▸ WHAT THE TASK REQUIRES:
Multiply every x and y coordinate in the records below by 2.05 and round each result to a whole number, with halves rounding up. Write out every line of the records again, including all the wording, with the scaled coordinates in place of the originals and all other text unchanged, but leave out the pictures.
---------------
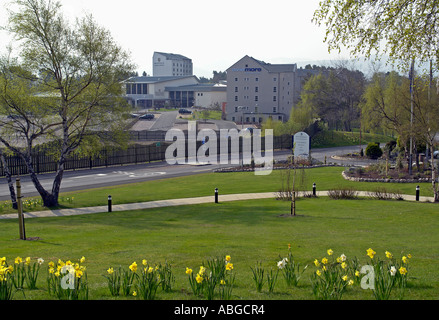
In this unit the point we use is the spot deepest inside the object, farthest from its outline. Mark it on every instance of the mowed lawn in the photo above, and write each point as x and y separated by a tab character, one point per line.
326	178
249	231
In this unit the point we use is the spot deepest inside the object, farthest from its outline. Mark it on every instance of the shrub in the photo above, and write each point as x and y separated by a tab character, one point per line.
373	151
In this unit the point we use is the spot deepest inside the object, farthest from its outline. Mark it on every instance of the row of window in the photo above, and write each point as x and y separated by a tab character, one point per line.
256	98
136	88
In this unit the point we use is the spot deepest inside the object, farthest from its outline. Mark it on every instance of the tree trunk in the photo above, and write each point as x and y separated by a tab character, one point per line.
433	175
10	182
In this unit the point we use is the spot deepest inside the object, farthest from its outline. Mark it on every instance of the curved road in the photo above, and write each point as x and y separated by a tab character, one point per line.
103	177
---------------
▸ EXERCISE ANSWER:
In this unit the point we use is the spot deepest inside the object, farthest from its outline. Mark it on every instance of the mowed lawn in the photo above, and write each point as x and y separated by a tab character, one point per line.
668	365
510	474
In this unit the point we use is the spot deepest inside the object, farthest from its outline. Mark it on every instance of the shrub in the photo above, and write each point as x and y separated by a tab character, one point per line.
765	310
In this unit the point we use is the spot deepest inside the object, farthest from its outline. Mark it on every instance of the row of window in the photo above, and write each point as x and y separated by a tab character, one point per line.
525	201
279	180
In this unit the point we use is the spot deepest inside the object, farthest from its outline. Mark it on every instance of the tree trunk in the photo above, and write each point as x and y separated by a tab character, one point per line.
888	359
21	373
In this unit the point we use is the spot deepest inside the object, farthest from its outline. Mark it on every instance of the curved road in the photo above, and write each point as x and y separated by a tab character, one point per line.
211	363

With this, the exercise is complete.